:: Fragmento del texto ::

Bárbaro es así no solo el hombre telegráfico
o el que traspantoja el lenguaje hablando incorrectamente; sobre todo es el que
e incapaz de hablar la “verdadera lengua", el que no pude seguir la cadena
de oro, el que no sabe como navegar en el ancho río de la tradición y de la
razón. El bárbaro habla una lengua -qué duda cabe, siendo animal de razón, de
palabra. Pero su lengua es vehículo tan solo de su minúscula vida ya no digamos
sentimental, sino meramente instintiva: expresión de sus necesidades más
apremiantes y demandantes, de sus rudimentarias y burdas emociones elementales.
El bárbaro naufraga en conversaciones meramente relaciónales e inútiles o
insustanciales, perdiéndose en diatribas de lavanderas, en proyectiles
verduleros, o en su refinado extremo en el fino encaje consistente en tejer la
telaraña, a vuelta y vuelta — como quien remacha maniáticamente un clavo ya
clavado.
II
El lenguaje bárbaro, bajo sus innumerables
manifestaciones, ha sido catalogado por algunos eruditos en el casillero de la
cultura vernácula, debido a ser depositario de las emociones y de la
circunstancia inmediata y más apremiante del hablante. Otros, en cambio,
prefieren inventariarlo en el cajón de la cultura histórica por ser su
contenido meramente situacional, o relacional, en cualquier caso inmediato.
Quizás sería mejor subsumirlo, como hace Mircea Eliade, en el baúl de la
cultura onírica, aquel arcón preferido por la gente dormida de LA caverna
platónica — a estas alturas de la marea histórica, saturada por la gente
apesadumbrada y mortificante.

:::
:: Datos proporcionados ::

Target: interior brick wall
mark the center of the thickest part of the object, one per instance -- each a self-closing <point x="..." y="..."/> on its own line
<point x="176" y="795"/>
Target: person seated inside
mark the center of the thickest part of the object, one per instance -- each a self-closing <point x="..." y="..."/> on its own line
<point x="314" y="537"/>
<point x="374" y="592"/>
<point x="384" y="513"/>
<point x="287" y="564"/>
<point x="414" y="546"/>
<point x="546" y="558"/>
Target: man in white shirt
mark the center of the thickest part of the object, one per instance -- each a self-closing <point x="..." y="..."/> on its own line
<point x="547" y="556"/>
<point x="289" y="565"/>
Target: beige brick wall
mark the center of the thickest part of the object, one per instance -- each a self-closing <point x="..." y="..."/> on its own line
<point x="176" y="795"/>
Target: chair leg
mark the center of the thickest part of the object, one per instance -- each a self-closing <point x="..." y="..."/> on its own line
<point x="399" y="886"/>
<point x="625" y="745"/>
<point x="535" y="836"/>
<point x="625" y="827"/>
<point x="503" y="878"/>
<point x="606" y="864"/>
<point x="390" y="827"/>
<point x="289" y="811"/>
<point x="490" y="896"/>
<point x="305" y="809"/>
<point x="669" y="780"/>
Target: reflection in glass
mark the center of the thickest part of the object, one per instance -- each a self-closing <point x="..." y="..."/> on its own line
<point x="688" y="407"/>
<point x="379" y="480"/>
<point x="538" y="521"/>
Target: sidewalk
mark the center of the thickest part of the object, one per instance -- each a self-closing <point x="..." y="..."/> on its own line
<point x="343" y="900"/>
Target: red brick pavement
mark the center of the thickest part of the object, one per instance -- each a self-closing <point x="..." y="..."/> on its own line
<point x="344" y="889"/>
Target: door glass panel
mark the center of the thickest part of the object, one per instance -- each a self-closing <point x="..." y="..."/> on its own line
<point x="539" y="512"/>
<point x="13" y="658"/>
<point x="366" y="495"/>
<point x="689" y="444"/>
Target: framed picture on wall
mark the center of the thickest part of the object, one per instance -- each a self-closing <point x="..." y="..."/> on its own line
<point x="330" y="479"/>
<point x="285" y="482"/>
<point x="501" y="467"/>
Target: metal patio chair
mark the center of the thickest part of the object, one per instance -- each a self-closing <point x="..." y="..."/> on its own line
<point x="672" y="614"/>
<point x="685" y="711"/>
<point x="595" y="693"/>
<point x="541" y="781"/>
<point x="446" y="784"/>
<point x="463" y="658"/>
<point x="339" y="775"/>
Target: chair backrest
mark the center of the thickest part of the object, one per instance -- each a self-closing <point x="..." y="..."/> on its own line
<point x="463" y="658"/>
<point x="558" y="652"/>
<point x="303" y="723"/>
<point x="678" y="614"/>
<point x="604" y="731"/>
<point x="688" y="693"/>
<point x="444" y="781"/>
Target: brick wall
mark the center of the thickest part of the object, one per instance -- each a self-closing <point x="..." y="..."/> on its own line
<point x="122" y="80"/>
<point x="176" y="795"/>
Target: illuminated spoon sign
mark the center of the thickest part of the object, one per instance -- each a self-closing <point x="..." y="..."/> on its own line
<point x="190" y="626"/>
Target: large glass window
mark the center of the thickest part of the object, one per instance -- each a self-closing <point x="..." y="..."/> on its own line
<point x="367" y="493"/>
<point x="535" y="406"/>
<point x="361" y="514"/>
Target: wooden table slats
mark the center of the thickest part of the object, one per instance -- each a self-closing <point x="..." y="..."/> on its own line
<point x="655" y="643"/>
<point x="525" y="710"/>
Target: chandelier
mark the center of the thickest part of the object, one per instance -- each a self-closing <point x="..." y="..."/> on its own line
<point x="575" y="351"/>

:::

Tareas del ejercicio.
1. Enumera los tipos de cultura en los que, según el texto sobre el lenguaje bárbaro, se ha clasificado o podría clasificarse ese lenguaje.
2. Reproduce palabra por palabra el fragmento del texto sobre el lenguaje bárbaro que empieza en las palabras "El bárbaro naufraga" y termina tras las palabras "cualquier caso inmediato.".
3. Prolonga el texto sobre el lenguaje bárbaro a partir de su última oración.
Los ítems constituyen un material aparte, independiente del texto.

Respuestas escritas.
1. Cultura vernácula, cultura histórica y cultura onírica.

2.
El bárbaro naufraga en conversaciones meramente relaciónales e inútiles o
insustanciales, perdiéndose en diatribas de lavanderas, en proyectiles
verduleros, o en su refinado extremo en el fino encaje consistente en tejer la
telaraña, a vuelta y vuelta — como quien remacha maniáticamente un clavo ya
clavado.
II
El lenguaje bárbaro, bajo sus innumerables
manifestaciones, ha sido catalogado por algunos eruditos en el casillero de la
cultura vernácula, debido a ser depositario de las emociones y de la
circunstancia inmediata y más apremiante del hablante. Otros, en cambio,
prefieren inventariarlo en el cajón de la cultura histórica por ser su
contenido meramente situacional, o relacional, en cualquier caso inmediato.

3.
A tal cultura onírica (coloreada de tonos
locales y de historia regional) se opone por naturaleza la verdadera cultura:
la cultura universal. El rasgo definitorio de la verdadera cultura no es sólo
ser una cultura de verdad (formadora del hombre) sino ser una cultura de la
verdad: una cultura objetiva que participa de una misma realidad, de una misma
jerarquía, ecuménica, única y universal.
Si la cultura onírica da como resultado
seres oscuros e introvertidos, retorcidos o macilentos, cerrados y vocados al
vacío del tedio y el aburrimiento, la cultura universal por lo contrario forma
seres extrovertidos, de mirada abierta que observan la misma luz y por ello
comparten los mismos valores, las mismas costumbres, que viven las mismas cosas
y obedecen la misma ley.
En el espectro de la totalidad de la
cultura, tanto la alta cultura como la cultura artesanal representan las puntas
estabilizadoras de una campana de Gahus imaginaria, siendo ellas las
constituyentes de las comunidades sapienciales por excelencia. La prueba de su
continuidad está dada por la comunicación profunda y personal que se da entre
los dos gremios: el poeta que se delecta oyendo la voz del pueblo; el artesano
contemplando catedrales de roca o de vapores de agua.
En medio se encuentran las masas
indiferenciadas de los hombres dormidos -que, sin embargo, van pugnando en el
proceso educativo por despertar, por adecentarse, por civilizarse. Cuando no,
estallan mirando oscuramente dentro de sí mismos para imponer por la fuerza su
abigarrado e ininteligible mundo personal en ruinas, sus mezquinos intereses o tendencias particulares. Organismos aislados e impenetrables, en el fondo
dominados por su vida orgánica y sus impulsos o instintos, por sus necesidades
fisiológicas y angustias más apremiantes, los cuales juzgan la realidad de
acuerdo a criterios oníricos, atávicamente vernáculos o miserablemente históricos. Vida embrionaria, separada de la conciencia y de la escucha, donde la libertad y el pecado no
existen y cuyo estado aparentemente paradisíaco de bestias edénicas, es el
envés de un revés marcado por la imaginación pervertida y tos proyectos
insensatos del inconsciente -en todo caso por la esterilidad espiritual.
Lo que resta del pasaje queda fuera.